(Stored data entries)

+ + +

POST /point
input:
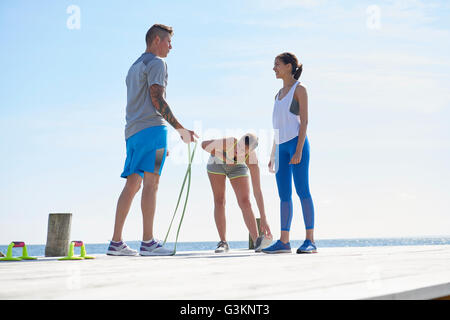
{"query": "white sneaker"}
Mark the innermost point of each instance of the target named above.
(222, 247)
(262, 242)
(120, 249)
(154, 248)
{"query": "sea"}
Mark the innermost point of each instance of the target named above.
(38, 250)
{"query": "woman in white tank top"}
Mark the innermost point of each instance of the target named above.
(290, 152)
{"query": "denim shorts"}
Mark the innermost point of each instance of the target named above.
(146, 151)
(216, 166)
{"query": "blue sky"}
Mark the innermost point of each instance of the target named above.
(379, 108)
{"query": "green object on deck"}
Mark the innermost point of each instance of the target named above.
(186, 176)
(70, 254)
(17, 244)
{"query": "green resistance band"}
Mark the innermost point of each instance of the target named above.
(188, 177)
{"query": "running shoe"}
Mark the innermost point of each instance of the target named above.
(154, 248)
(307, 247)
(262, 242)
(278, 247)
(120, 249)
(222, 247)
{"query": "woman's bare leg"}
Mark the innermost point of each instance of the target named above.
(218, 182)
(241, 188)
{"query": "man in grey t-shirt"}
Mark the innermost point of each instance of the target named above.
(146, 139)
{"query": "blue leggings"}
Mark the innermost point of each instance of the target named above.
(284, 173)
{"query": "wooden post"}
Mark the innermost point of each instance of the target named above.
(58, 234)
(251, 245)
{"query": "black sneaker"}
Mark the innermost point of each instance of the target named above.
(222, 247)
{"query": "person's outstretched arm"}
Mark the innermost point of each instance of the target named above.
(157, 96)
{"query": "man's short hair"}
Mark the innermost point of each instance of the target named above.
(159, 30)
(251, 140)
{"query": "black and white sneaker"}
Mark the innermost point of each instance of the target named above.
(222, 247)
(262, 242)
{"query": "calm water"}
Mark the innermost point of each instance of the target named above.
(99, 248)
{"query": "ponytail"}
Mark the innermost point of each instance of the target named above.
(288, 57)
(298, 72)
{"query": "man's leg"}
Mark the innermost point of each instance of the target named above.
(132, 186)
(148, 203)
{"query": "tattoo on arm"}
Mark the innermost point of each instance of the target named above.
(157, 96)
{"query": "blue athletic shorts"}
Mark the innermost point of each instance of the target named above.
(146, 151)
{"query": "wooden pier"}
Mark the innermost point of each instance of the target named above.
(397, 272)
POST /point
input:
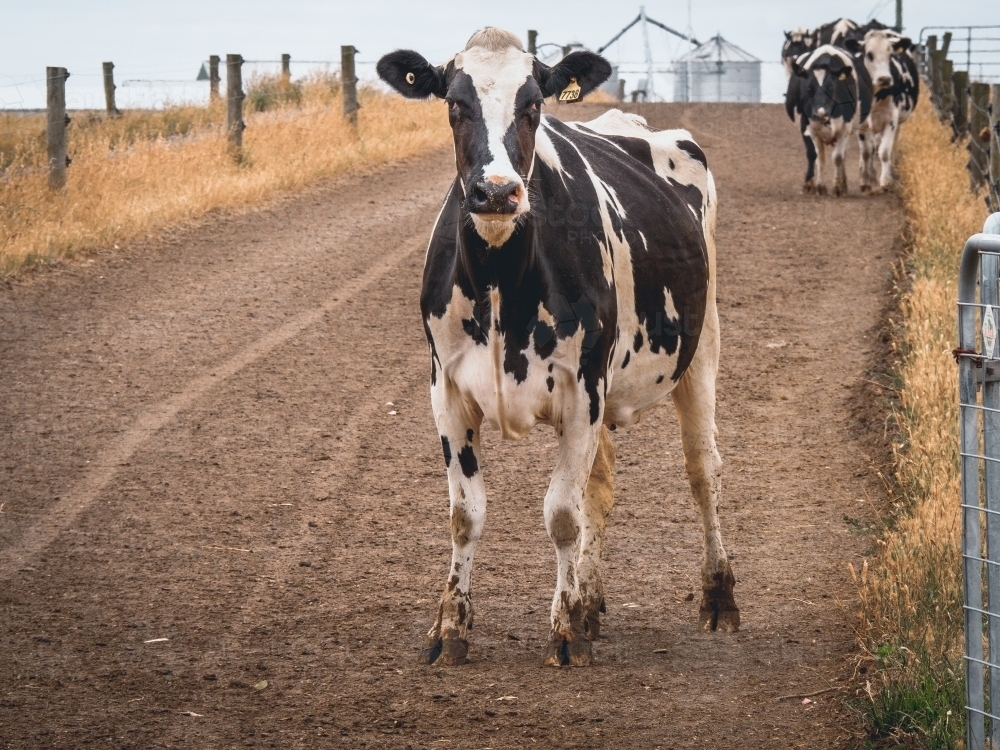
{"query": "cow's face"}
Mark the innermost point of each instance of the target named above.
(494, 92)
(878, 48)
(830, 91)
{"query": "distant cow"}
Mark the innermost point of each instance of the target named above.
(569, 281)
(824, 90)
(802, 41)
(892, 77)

+ + +

DIRECTIONS: Please reproduce every record exactly as written, excluding the pictures.

TASK RESULT:
POST /point
input:
{"query": "white sneaker"}
Mark the innermost point of each instance of the target named above.
(222, 247)
(262, 242)
(120, 249)
(154, 248)
{"query": "sea"}
Mark the innermost point of each instance of the target named above.
(38, 250)
{"query": "woman in white tank top"}
Mark the innermost point of each instance of the target named above.
(290, 152)
{"query": "denim shorts"}
Mark the innermost point of each instance of the target named above.
(146, 151)
(216, 166)
{"query": "blue sky"}
Mark the innermost point of each instance of the target named above.
(379, 108)
{"query": "green object on deck"}
Mark the innermost point of each instance of the target named above.
(186, 176)
(70, 254)
(17, 244)
{"query": "green resistance band"}
Mark the innermost point of each instance of the target named above.
(188, 177)
{"query": "running shoe"}
Mark the innermost point of each instance of the target named above.
(154, 248)
(307, 247)
(262, 242)
(278, 247)
(120, 249)
(222, 247)
{"query": "woman's bare leg"}
Mark the innermost point of each instance of the target named above.
(218, 182)
(241, 188)
{"query": "man in grey t-shirt"}
Mark the innermost point of each instance of the target named above.
(146, 139)
{"query": "blue leggings"}
Mark the innermost point of each instance of the target named above.
(284, 173)
{"query": "wooden post"}
Mark the innermost point of each instance of the target named above.
(58, 234)
(251, 245)
{"query": "black sneaker"}
Mark the innermost point of each instance of the target named above.
(222, 247)
{"query": "person's outstretched arm"}
Mark the innermost point of each instance of the target named above.
(157, 96)
{"query": "man's short hair"}
Mark the innermost point of each instance of the target named above.
(159, 30)
(251, 140)
{"query": "black and white sneaker"}
Mark the innermost point of each instance of the target named above.
(222, 247)
(262, 242)
{"query": "calm water"}
Mark the innermost point of each instance of the target named above.
(99, 248)
{"query": "ponytail"}
Mark the innermost point of each instance of the target named above.
(288, 57)
(298, 72)
{"query": "man's leg"}
Mark the innermost point of each instance of the target named above.
(132, 186)
(148, 203)
{"query": "tattoo on arm"}
Mark the innermost point of each instance of the target named above.
(157, 96)
{"query": "blue athletic shorts"}
Mark the innermost point of each instance of the target named above.
(146, 151)
{"query": "wooden pier"}
Mark the innermost point of each instance of the target named above.
(397, 272)
POST /point
input:
{"query": "cow's face"}
Mark the innermost point of each instance of the target named above.
(494, 92)
(878, 48)
(830, 91)
{"query": "distant cow"}
Mark the innermost point of each instance of the target named above.
(569, 281)
(824, 90)
(802, 41)
(892, 77)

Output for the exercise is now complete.